Records from a data collection
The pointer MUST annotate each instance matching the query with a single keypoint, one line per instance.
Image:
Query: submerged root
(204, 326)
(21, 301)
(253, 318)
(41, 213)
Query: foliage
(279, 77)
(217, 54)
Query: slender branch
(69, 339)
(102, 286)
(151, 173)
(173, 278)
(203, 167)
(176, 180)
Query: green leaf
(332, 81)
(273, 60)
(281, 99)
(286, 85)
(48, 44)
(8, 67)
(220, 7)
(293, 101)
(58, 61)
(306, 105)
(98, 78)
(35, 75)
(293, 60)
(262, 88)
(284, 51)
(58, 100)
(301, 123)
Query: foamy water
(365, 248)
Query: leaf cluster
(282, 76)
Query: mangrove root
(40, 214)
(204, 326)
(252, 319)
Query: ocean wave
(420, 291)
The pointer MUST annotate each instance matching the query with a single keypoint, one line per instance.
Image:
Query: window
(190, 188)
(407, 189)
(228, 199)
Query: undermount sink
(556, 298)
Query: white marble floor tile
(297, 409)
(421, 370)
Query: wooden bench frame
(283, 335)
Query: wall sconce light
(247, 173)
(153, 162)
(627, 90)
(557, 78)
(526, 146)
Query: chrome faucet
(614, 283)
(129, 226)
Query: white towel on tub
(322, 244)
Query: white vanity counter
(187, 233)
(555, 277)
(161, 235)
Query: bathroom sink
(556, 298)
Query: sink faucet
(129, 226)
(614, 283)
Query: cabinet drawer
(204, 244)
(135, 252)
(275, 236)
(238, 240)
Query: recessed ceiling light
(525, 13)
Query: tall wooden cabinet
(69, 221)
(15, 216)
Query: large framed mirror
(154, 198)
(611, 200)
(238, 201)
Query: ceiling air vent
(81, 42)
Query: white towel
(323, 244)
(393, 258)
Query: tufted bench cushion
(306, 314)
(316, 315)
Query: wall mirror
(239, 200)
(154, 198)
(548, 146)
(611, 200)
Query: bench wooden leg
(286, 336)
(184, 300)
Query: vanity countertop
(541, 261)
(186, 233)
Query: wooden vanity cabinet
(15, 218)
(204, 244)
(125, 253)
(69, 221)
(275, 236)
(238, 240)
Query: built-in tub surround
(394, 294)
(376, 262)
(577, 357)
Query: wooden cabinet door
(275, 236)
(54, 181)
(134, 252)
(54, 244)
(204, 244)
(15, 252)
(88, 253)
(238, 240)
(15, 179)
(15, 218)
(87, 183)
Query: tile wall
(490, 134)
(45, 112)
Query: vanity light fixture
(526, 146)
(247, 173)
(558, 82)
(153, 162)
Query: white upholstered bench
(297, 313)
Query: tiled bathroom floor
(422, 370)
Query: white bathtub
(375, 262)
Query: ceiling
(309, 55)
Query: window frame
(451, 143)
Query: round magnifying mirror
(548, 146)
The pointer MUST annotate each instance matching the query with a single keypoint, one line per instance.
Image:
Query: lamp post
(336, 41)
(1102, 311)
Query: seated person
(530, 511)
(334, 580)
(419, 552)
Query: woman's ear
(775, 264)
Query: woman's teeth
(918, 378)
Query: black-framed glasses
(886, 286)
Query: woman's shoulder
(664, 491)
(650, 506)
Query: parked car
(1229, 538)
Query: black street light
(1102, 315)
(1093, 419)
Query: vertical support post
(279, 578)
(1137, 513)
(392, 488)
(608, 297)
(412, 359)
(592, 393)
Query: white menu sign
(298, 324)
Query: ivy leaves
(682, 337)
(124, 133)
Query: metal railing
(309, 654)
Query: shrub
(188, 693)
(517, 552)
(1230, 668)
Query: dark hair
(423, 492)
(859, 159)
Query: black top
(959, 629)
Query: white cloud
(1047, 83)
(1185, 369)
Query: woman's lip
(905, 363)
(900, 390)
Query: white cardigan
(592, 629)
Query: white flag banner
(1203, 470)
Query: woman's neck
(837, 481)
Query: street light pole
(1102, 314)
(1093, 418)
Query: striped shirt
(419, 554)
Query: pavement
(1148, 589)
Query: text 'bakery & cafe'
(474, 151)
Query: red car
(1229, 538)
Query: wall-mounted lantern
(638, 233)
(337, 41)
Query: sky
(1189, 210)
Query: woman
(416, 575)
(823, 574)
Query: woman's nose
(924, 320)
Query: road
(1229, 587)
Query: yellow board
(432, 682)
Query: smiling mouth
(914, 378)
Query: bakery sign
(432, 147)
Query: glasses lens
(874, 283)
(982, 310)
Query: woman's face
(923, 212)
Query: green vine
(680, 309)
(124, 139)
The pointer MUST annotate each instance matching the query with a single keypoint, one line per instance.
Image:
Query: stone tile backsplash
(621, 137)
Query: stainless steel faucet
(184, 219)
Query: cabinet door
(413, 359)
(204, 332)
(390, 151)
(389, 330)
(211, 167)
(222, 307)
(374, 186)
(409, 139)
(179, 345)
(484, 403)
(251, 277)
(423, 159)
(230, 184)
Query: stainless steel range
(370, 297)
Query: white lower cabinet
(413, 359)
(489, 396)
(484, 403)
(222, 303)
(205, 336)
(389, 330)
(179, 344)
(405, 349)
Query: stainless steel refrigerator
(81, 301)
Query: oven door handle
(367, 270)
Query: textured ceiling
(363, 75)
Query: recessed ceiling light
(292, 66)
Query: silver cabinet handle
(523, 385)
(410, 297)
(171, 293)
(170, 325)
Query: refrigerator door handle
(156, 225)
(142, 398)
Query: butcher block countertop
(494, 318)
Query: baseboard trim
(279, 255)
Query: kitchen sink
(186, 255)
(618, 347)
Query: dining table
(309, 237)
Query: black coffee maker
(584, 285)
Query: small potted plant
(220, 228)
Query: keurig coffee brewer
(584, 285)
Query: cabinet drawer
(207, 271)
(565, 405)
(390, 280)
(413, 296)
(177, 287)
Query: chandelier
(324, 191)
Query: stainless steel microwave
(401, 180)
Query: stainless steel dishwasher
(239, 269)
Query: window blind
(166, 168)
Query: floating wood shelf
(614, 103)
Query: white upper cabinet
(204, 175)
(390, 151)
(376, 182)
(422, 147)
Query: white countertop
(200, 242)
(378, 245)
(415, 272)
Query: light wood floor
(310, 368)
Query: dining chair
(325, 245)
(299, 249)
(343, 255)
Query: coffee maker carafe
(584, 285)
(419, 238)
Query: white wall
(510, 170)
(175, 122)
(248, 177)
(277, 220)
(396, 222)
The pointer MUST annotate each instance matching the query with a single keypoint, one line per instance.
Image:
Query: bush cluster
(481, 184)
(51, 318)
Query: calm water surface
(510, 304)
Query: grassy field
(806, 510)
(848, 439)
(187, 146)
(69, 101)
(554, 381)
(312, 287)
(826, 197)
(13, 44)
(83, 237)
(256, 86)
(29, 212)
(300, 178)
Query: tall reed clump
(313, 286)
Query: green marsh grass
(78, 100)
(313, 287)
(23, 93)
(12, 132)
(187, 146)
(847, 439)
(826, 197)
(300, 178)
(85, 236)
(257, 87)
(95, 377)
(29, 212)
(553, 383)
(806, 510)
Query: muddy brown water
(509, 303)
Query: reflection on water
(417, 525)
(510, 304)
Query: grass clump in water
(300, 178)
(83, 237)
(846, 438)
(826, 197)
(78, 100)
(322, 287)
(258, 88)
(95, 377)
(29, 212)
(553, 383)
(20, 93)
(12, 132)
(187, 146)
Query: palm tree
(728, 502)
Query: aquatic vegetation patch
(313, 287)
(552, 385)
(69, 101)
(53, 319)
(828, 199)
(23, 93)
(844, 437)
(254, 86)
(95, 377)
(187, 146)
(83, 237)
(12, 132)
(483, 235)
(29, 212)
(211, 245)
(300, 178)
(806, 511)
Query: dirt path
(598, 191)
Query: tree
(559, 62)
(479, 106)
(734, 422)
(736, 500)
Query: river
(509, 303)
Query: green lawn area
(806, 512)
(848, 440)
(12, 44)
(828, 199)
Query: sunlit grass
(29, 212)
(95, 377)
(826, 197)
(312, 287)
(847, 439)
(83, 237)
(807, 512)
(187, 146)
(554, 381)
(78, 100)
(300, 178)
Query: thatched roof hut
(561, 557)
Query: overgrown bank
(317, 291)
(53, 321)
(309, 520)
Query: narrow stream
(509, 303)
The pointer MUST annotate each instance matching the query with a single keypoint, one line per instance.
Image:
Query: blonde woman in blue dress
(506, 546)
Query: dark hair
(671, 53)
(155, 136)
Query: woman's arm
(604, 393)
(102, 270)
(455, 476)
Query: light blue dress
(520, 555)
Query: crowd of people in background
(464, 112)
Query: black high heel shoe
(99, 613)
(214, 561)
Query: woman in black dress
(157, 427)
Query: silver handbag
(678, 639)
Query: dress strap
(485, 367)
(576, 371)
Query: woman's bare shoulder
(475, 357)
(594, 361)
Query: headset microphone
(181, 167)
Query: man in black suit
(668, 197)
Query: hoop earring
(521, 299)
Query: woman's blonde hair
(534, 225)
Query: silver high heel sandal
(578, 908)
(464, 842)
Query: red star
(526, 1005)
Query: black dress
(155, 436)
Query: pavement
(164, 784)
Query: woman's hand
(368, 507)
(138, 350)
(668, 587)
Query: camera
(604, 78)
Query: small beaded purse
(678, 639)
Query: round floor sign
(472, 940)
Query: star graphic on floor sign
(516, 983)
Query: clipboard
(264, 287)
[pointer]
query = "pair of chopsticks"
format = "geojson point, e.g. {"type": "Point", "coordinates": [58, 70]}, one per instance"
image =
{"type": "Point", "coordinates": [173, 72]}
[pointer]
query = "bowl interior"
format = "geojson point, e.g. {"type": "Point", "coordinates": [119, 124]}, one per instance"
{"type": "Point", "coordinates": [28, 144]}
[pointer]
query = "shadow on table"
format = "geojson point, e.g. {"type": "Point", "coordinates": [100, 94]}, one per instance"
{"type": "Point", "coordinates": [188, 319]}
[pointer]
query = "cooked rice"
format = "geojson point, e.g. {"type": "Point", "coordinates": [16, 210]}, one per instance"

[BRIEF]:
The lines wanted are those from the one with "Query: man in black suit" through the last line of the records, repeated exactly and with both ends included.

[ANSWER BOX]:
Query: man in black suit
(668, 197)
Query: hoop earring
(521, 299)
Query: woman's blonde hair
(534, 225)
Query: silver high heel sandal
(578, 908)
(464, 842)
Query: red star
(526, 1005)
Query: black dress
(155, 436)
Query: pavement
(164, 784)
Query: woman's hand
(368, 507)
(138, 350)
(668, 587)
Query: camera
(604, 78)
Query: small beaded purse
(678, 639)
Query: round floor sign
(472, 940)
Query: star graphic on floor sign
(516, 983)
Query: clipboard
(264, 287)
[pointer]
query = "pair of chopsticks"
format = "geojson point, e.g. {"type": "Point", "coordinates": [58, 70]}, one per instance"
image =
{"type": "Point", "coordinates": [173, 72]}
[pointer]
query = "bowl interior"
format = "geojson point, e.g. {"type": "Point", "coordinates": [119, 124]}, one per instance"
{"type": "Point", "coordinates": [28, 144]}
[pointer]
query = "shadow on table"
format = "geojson point, e.g. {"type": "Point", "coordinates": [100, 94]}, one per instance"
{"type": "Point", "coordinates": [188, 319]}
[pointer]
query = "cooked rice"
format = "geojson point, e.g. {"type": "Point", "coordinates": [16, 210]}, one per instance"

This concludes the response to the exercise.